**TEXTO DE LECTURA:**
↓↓↓
Jesús, como moralista, tuvo poco de original. De hecho, Pablo, cuando
tiene que escribirse con los primeros creyentes en Jesús, apenas cita
tales preceptos, aunque los conocía: no era eso lo que le urgía
resaltar.
¿De
qué habla Pablo, en cambio? Habla de alegría entre los creyentes (como
Jn 15:11); habla de fraternidad entre ellos (como Jn 13:35). Así que la
pregunta es obvia: ¿cómo habían llegado aquellos hombres a esa meta que
todos ansiaríamos, la de vivir alegres y en concordia con los demás?
La
respuesta está en que se sentían liberados de todo que nos impiden
alcanzar tal meta. Por ejemplo, es difícil ser feliz en un mundo en que
sabes que te vas a morir. Pero los cristianos habían descubierto, y
contaban estentóreos, que eso ya no era así: Cristo había resucitado y
todos nosotros, algún día, habríamos de resucitar también.
Otro
obstáculo ímprobo para la felicidad es la culpa; pero los primeros
cristianos también se sentían por completo libres de ella. Jesús había
asumido las culpas de todos y Dios, a través de Él, nos había perdonado.
↑↑↑
**INSTRUCCIONES Y REQUISITOS:** Transcriba literalmente el pasaje del texto sobre la alegría de los primeros cristianos, comenzando por "Jesús, como moralista, tuvo" y continuando hasta "con los demás?". Los ítems proceden de una fuente distinta.

**DATOS EXTRAÍDOS:**
↓↓↓
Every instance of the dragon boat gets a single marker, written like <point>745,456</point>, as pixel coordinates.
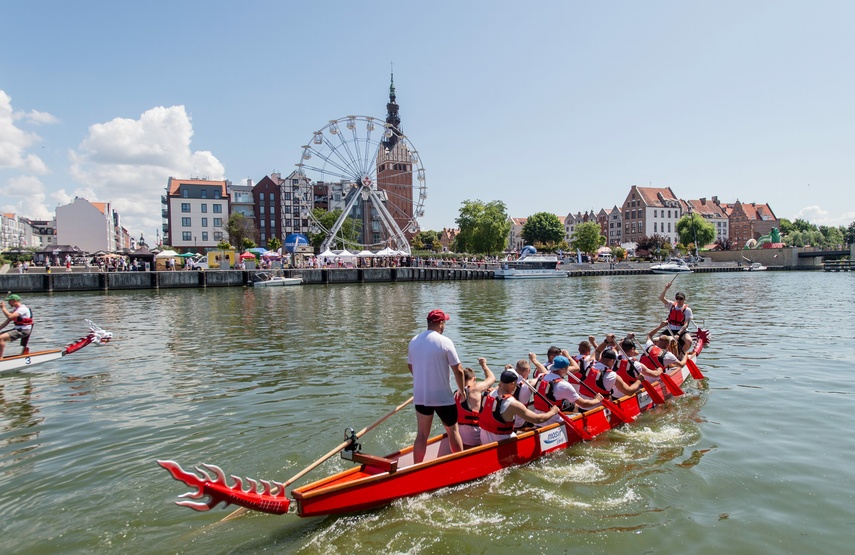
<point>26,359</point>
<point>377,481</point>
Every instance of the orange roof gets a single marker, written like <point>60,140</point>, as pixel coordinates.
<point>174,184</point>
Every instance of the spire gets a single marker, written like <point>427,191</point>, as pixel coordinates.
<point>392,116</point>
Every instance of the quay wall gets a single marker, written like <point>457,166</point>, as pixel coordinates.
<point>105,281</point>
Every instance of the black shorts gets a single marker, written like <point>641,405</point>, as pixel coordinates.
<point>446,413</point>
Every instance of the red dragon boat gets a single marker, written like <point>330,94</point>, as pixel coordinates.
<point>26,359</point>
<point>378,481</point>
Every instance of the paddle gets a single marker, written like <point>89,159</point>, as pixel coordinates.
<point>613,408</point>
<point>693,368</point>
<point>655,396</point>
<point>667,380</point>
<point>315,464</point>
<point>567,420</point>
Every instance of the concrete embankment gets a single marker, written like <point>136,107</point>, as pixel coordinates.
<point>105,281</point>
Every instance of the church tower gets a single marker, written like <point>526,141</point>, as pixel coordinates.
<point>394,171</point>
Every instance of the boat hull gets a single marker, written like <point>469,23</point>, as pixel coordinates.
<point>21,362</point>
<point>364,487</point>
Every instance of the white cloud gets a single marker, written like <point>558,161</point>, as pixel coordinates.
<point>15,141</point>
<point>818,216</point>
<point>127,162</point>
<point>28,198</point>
↑↑↑
**TAREA RESUELTA:**
Jesús, como moralista, tuvo poco de original. De hecho, Pablo, cuando
tiene que escribirse con los primeros creyentes en Jesús, apenas cita
tales preceptos, aunque los conocía: no era eso lo que le urgía
resaltar.
¿De
qué habla Pablo, en cambio? Habla de alegría entre los creyentes (como
Jn 15:11); habla de fraternidad entre ellos (como Jn 13:35). Así que la
pregunta es obvia: ¿cómo habían llegado aquellos hombres a esa meta que
todos ansiaríamos, la de vivir alegres y en concordia con los demás?